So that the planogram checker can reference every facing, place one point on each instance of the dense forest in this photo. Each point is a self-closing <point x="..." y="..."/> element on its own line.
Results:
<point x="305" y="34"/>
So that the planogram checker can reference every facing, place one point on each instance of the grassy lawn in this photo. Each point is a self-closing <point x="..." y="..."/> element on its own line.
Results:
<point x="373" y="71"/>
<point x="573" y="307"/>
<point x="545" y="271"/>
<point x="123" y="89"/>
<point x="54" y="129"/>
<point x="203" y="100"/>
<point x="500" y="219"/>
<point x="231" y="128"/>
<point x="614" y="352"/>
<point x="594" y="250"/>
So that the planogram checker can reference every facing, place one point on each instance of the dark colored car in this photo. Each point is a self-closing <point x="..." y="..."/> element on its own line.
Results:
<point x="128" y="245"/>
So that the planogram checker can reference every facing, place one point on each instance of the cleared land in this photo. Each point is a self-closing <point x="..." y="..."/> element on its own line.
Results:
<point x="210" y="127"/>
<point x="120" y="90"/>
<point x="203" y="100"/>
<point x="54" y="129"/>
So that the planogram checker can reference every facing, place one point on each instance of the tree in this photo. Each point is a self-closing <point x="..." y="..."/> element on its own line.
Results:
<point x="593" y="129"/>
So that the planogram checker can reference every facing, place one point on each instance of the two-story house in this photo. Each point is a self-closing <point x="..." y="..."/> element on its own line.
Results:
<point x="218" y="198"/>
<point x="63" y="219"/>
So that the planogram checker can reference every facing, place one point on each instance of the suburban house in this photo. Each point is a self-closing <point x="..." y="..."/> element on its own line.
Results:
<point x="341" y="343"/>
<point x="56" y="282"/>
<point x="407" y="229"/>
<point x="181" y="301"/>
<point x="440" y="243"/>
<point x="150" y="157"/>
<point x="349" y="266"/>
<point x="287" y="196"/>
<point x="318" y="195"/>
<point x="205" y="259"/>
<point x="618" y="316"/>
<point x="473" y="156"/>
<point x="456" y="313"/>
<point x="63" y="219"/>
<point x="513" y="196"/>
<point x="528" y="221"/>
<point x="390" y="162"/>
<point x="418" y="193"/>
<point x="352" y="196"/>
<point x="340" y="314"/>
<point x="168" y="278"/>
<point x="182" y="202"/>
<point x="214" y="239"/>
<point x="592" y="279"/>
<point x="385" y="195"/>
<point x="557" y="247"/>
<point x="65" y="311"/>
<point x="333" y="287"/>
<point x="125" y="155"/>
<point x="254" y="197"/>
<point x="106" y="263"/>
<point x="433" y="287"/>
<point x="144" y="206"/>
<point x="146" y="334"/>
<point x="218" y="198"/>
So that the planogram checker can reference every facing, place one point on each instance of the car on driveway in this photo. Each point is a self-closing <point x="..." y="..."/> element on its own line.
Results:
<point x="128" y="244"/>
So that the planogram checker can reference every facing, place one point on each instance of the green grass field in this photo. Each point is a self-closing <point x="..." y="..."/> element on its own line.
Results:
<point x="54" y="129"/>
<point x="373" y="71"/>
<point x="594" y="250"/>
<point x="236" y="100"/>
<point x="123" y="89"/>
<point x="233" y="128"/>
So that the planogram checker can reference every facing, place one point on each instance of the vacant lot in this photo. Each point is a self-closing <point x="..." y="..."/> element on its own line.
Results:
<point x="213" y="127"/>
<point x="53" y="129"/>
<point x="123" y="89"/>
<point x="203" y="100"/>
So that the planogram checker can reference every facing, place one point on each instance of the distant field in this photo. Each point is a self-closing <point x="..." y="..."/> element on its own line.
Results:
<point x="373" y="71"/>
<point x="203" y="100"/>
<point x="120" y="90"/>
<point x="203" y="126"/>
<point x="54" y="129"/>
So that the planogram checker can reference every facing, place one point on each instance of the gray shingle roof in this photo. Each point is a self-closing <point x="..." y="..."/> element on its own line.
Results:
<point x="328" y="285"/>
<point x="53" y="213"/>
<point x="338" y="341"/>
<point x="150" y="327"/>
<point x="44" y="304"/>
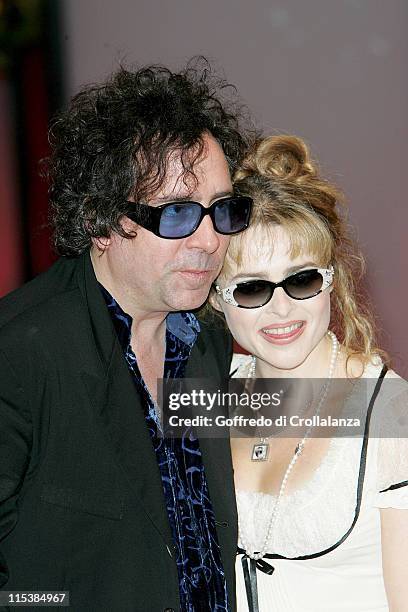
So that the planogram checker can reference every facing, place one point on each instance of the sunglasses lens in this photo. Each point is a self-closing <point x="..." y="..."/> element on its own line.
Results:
<point x="303" y="285"/>
<point x="179" y="220"/>
<point x="253" y="293"/>
<point x="231" y="215"/>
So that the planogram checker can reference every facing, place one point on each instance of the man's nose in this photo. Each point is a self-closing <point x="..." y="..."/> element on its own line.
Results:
<point x="205" y="237"/>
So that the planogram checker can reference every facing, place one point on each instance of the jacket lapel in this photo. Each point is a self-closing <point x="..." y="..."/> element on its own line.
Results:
<point x="216" y="454"/>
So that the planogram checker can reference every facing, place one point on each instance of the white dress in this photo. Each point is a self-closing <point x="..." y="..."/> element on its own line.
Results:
<point x="326" y="547"/>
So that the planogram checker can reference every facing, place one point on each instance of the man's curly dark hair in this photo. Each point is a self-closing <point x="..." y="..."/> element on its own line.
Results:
<point x="114" y="140"/>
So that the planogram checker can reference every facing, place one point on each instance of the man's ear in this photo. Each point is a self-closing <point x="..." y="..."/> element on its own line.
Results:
<point x="215" y="300"/>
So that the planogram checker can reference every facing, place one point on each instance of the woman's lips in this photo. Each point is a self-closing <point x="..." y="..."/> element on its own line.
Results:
<point x="284" y="333"/>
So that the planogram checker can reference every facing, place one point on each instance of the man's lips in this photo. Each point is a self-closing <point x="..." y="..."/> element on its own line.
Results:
<point x="197" y="277"/>
<point x="283" y="333"/>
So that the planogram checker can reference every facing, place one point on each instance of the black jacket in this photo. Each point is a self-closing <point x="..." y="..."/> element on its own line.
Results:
<point x="81" y="499"/>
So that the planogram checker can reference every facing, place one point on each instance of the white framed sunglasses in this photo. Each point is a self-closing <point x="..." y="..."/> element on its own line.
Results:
<point x="255" y="293"/>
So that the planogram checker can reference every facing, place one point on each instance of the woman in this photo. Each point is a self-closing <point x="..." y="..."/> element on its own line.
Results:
<point x="322" y="520"/>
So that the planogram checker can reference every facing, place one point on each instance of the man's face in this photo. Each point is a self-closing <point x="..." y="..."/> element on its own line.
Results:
<point x="155" y="274"/>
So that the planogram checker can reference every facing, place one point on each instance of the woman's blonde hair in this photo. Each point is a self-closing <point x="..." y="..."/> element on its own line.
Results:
<point x="288" y="191"/>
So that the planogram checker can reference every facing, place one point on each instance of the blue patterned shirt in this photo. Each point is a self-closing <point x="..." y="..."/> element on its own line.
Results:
<point x="201" y="575"/>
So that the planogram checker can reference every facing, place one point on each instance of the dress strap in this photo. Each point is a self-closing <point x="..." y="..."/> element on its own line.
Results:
<point x="249" y="567"/>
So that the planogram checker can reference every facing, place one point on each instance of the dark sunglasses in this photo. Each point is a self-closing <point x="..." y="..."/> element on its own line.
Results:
<point x="256" y="293"/>
<point x="181" y="219"/>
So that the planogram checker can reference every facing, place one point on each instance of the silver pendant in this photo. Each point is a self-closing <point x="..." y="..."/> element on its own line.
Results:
<point x="260" y="451"/>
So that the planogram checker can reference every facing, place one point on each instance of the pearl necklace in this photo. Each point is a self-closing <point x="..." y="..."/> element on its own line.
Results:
<point x="298" y="451"/>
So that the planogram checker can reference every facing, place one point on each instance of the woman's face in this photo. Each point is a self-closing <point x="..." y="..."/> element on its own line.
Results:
<point x="261" y="331"/>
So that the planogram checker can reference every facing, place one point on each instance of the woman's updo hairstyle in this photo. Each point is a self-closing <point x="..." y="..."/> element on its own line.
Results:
<point x="288" y="191"/>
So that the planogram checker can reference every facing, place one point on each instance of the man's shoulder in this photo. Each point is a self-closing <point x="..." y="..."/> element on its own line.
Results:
<point x="42" y="297"/>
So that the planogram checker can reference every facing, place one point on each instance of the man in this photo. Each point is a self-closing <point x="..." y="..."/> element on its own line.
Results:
<point x="92" y="499"/>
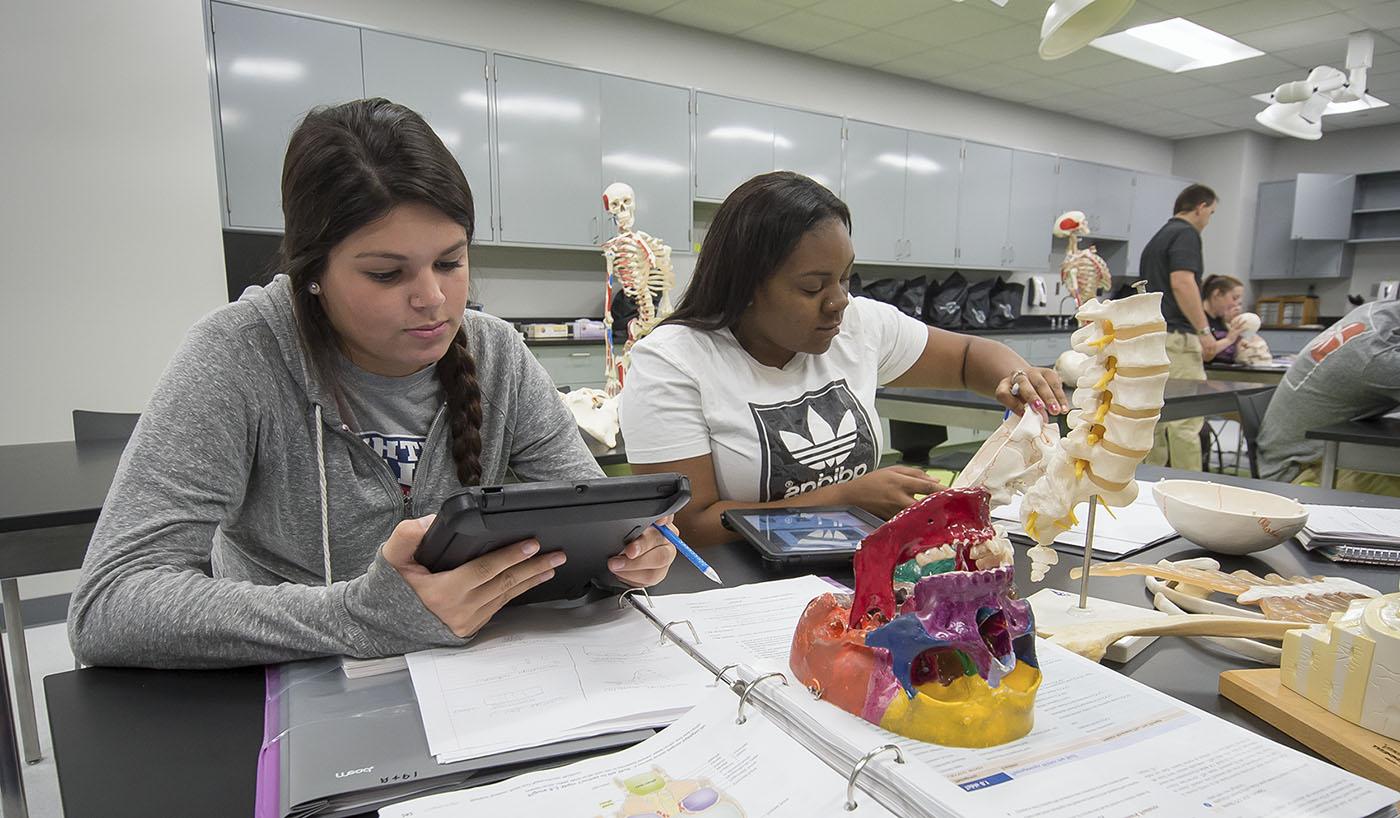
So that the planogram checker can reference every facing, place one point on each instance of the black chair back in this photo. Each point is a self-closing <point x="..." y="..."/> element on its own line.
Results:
<point x="95" y="426"/>
<point x="1250" y="418"/>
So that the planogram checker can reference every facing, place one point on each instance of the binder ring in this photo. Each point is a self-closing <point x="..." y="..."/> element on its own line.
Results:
<point x="744" y="696"/>
<point x="860" y="765"/>
<point x="686" y="622"/>
<point x="622" y="598"/>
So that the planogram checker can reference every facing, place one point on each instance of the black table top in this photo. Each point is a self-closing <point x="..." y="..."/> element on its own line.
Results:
<point x="55" y="483"/>
<point x="1379" y="432"/>
<point x="1178" y="394"/>
<point x="136" y="743"/>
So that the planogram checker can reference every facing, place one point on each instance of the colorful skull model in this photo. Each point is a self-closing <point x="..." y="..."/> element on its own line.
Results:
<point x="933" y="645"/>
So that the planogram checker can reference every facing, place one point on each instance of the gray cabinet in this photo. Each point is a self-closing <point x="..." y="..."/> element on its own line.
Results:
<point x="1032" y="210"/>
<point x="984" y="206"/>
<point x="447" y="86"/>
<point x="737" y="140"/>
<point x="1278" y="222"/>
<point x="270" y="69"/>
<point x="931" y="177"/>
<point x="1103" y="193"/>
<point x="646" y="143"/>
<point x="809" y="144"/>
<point x="1154" y="199"/>
<point x="548" y="149"/>
<point x="875" y="189"/>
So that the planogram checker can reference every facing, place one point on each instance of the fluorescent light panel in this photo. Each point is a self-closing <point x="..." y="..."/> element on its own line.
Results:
<point x="1175" y="45"/>
<point x="1341" y="107"/>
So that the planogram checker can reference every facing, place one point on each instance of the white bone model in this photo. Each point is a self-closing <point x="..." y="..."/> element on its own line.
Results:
<point x="1117" y="401"/>
<point x="641" y="265"/>
<point x="1082" y="271"/>
<point x="1351" y="664"/>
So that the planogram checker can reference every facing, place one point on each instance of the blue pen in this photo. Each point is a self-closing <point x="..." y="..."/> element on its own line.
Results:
<point x="688" y="552"/>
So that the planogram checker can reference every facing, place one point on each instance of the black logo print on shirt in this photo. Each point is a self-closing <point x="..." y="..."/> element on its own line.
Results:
<point x="815" y="440"/>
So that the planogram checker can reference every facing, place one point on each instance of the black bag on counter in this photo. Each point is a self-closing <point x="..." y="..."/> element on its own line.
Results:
<point x="944" y="306"/>
<point x="882" y="290"/>
<point x="977" y="308"/>
<point x="1005" y="304"/>
<point x="912" y="294"/>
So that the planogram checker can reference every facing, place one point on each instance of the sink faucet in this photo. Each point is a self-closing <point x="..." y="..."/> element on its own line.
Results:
<point x="1061" y="321"/>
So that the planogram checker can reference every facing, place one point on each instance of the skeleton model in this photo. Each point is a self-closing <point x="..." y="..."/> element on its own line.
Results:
<point x="1117" y="399"/>
<point x="1082" y="271"/>
<point x="640" y="265"/>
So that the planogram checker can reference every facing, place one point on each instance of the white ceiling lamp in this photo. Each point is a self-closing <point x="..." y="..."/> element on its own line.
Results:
<point x="1297" y="108"/>
<point x="1071" y="24"/>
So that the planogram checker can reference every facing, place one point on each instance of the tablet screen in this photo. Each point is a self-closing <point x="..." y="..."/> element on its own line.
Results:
<point x="809" y="531"/>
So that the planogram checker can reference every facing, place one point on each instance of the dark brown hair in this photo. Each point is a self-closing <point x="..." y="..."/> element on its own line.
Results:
<point x="349" y="165"/>
<point x="1193" y="196"/>
<point x="1214" y="285"/>
<point x="758" y="226"/>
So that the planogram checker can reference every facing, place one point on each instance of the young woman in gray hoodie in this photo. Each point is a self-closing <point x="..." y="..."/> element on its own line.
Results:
<point x="270" y="500"/>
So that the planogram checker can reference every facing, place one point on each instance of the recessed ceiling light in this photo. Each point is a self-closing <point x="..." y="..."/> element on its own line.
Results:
<point x="1175" y="45"/>
<point x="1340" y="107"/>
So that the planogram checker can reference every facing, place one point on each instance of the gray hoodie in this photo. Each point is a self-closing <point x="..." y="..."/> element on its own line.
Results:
<point x="221" y="478"/>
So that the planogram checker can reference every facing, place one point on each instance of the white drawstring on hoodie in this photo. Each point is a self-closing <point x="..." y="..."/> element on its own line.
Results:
<point x="325" y="506"/>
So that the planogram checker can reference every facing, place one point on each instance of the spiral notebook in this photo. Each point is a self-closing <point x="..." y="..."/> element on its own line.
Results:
<point x="763" y="745"/>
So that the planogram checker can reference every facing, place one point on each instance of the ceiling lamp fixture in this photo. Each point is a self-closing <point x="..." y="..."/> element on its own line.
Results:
<point x="1297" y="108"/>
<point x="1071" y="24"/>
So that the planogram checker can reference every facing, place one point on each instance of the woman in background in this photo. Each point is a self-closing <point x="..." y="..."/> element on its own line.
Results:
<point x="1222" y="299"/>
<point x="277" y="485"/>
<point x="760" y="387"/>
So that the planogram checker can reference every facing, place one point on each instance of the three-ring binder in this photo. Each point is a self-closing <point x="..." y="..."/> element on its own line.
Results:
<point x="860" y="766"/>
<point x="744" y="695"/>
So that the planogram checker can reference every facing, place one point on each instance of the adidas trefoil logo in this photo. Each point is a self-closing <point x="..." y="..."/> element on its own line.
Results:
<point x="826" y="447"/>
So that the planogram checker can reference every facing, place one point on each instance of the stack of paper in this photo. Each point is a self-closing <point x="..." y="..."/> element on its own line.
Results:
<point x="1350" y="532"/>
<point x="1116" y="531"/>
<point x="542" y="675"/>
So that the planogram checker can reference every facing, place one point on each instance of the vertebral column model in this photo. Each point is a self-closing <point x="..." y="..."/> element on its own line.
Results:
<point x="640" y="265"/>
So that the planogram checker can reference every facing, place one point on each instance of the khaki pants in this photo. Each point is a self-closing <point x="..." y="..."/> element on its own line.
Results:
<point x="1179" y="443"/>
<point x="1353" y="481"/>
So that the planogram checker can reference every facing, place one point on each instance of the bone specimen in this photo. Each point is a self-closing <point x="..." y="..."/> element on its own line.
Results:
<point x="641" y="265"/>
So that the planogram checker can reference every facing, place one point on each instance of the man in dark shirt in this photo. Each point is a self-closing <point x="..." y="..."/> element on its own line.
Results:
<point x="1172" y="265"/>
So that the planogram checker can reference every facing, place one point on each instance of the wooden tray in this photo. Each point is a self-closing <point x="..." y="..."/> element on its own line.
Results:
<point x="1348" y="745"/>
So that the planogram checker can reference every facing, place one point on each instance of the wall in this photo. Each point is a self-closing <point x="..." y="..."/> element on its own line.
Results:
<point x="1343" y="151"/>
<point x="109" y="213"/>
<point x="571" y="32"/>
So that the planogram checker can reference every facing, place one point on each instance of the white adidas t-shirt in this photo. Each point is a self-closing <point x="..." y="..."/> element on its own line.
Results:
<point x="773" y="433"/>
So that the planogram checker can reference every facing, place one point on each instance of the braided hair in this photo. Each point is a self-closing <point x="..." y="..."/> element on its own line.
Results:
<point x="349" y="165"/>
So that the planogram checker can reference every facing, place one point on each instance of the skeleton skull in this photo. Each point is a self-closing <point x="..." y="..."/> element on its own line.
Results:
<point x="622" y="203"/>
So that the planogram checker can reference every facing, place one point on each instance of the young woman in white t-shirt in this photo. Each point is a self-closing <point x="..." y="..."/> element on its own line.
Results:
<point x="760" y="387"/>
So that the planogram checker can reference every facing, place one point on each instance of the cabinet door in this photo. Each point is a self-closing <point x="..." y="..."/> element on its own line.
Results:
<point x="734" y="143"/>
<point x="931" y="172"/>
<point x="1032" y="210"/>
<point x="808" y="143"/>
<point x="875" y="160"/>
<point x="548" y="147"/>
<point x="646" y="143"/>
<point x="984" y="206"/>
<point x="447" y="86"/>
<point x="1154" y="198"/>
<point x="1113" y="202"/>
<point x="1273" y="255"/>
<point x="1322" y="206"/>
<point x="270" y="69"/>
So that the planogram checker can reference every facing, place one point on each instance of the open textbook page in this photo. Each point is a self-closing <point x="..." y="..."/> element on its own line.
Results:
<point x="704" y="764"/>
<point x="1102" y="744"/>
<point x="542" y="675"/>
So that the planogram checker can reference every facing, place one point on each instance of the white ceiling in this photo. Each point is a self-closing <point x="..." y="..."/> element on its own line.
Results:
<point x="980" y="48"/>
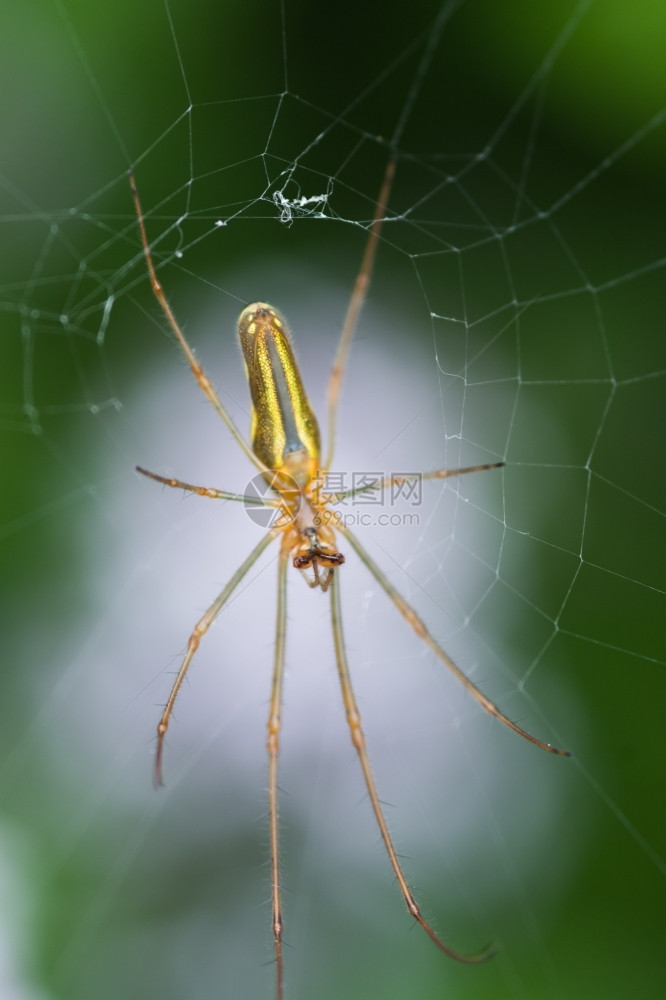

....

Yukarıdaki kayıtlarda "young" dizesini içeren satırları sayın ve yalnızca sayıyı yazın. Büyük ve küçük harf ayrımı dikkate alınır.

2